◆ **Rows from a pointing dataset**:
::::::::

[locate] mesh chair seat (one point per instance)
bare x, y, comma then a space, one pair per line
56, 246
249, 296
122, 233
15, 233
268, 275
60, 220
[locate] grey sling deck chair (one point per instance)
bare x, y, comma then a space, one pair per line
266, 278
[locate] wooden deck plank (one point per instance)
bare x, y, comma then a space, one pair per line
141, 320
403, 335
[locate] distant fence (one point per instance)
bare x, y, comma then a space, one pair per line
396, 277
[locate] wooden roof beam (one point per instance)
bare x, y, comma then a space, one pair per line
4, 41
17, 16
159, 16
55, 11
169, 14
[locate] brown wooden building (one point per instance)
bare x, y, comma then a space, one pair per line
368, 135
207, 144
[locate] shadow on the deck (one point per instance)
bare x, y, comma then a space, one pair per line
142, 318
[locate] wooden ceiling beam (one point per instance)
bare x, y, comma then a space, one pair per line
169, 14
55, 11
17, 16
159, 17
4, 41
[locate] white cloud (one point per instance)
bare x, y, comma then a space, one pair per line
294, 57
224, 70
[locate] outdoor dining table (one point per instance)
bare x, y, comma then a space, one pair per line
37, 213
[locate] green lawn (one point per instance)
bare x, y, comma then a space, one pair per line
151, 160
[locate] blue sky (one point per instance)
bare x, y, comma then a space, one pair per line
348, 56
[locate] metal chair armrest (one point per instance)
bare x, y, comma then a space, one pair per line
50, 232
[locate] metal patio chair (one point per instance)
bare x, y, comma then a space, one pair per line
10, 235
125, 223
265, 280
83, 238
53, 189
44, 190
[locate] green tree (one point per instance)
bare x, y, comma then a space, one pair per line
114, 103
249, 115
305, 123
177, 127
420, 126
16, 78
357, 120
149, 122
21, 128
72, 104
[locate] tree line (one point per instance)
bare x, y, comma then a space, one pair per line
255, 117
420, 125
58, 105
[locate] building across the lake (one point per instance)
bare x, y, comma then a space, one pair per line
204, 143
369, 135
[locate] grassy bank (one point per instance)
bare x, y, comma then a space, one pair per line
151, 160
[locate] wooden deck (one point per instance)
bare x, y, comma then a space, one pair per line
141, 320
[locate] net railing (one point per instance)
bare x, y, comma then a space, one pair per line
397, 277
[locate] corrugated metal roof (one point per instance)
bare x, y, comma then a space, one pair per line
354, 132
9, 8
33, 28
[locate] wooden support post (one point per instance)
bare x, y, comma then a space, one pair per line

::::::::

◆ **INSTRUCTIONS FOR THE TASK**: Copy every one of the entries above line by line, without changing a single character.

◆ **FINAL RESULT**:
[locate] mesh chair seat (one point per instance)
bare x, y, comma then a space, one pair per line
56, 246
249, 296
122, 233
15, 233
268, 275
60, 220
[locate] grey sling deck chair (one point per instance)
bare x, y, comma then a space, one pair per line
266, 278
[locate] wooden deck plank (one point per instance)
bare x, y, comma then a space, one pair per line
141, 320
403, 335
[locate] distant fence (one point per instance)
bare x, y, comma then a space, one pair per line
396, 277
[locate] wooden roof beam (one point per instance)
bare x, y, comma then a space, one pair per line
4, 41
17, 16
159, 16
55, 11
169, 14
[locate] brown wooden building (one point per instance)
bare x, y, comma then a space, one pair per line
368, 135
207, 144
[locate] shadow on the deck (one point per instance)
bare x, y, comma then a space, one pair per line
142, 318
[locate] wooden ceiling beam (one point per instance)
bare x, y, comma then a space, one pair per line
169, 14
55, 11
17, 16
159, 17
4, 41
[locate] white cloud (one point per instance)
bare x, y, comma then a space, one pair per line
294, 57
224, 70
[locate] outdoor dining table (one point per instance)
bare x, y, comma then a space, one pair per line
37, 213
[locate] green lawn (one point per instance)
bare x, y, comma then a space, one pair per line
151, 160
[locate] blue sky (one point per instance)
bare x, y, comma then a space, one pair per line
348, 56
[locate] metal chair armrest (one point per instance)
bare x, y, comma then a space, one pair per line
50, 232
[locate] metal patio chair (one point per instance)
bare x, y, comma then a space, one pair per line
10, 235
125, 223
265, 280
83, 238
53, 189
44, 190
[locate] green tree (one point per instance)
bare x, y, comma then a space, one pair per line
114, 103
249, 115
305, 123
177, 127
420, 126
16, 78
357, 120
149, 122
21, 128
72, 104
[locate] tree line (one point per instance)
bare x, y, comma then a space, one pair per line
255, 117
420, 125
58, 105
[locate] building across the lake (one point per instance)
bare x, y, comma then a space, one pair per line
204, 143
369, 135
[locate] grassy bank (one point per instance)
bare x, y, comma then a space, one pair per line
151, 160
[locate] wooden deck (one point per instance)
bare x, y, comma then a space, one pair per line
141, 320
[locate] net railing (one point per instance)
bare x, y, comma then a space, one pair per line
397, 277
[locate] corrugated metal roof (one point per instance)
bare x, y, comma then a space, one pair per line
354, 132
9, 8
33, 28
[locate] wooden support post (one point per instance)
bare x, y, comma then a space, one pair per line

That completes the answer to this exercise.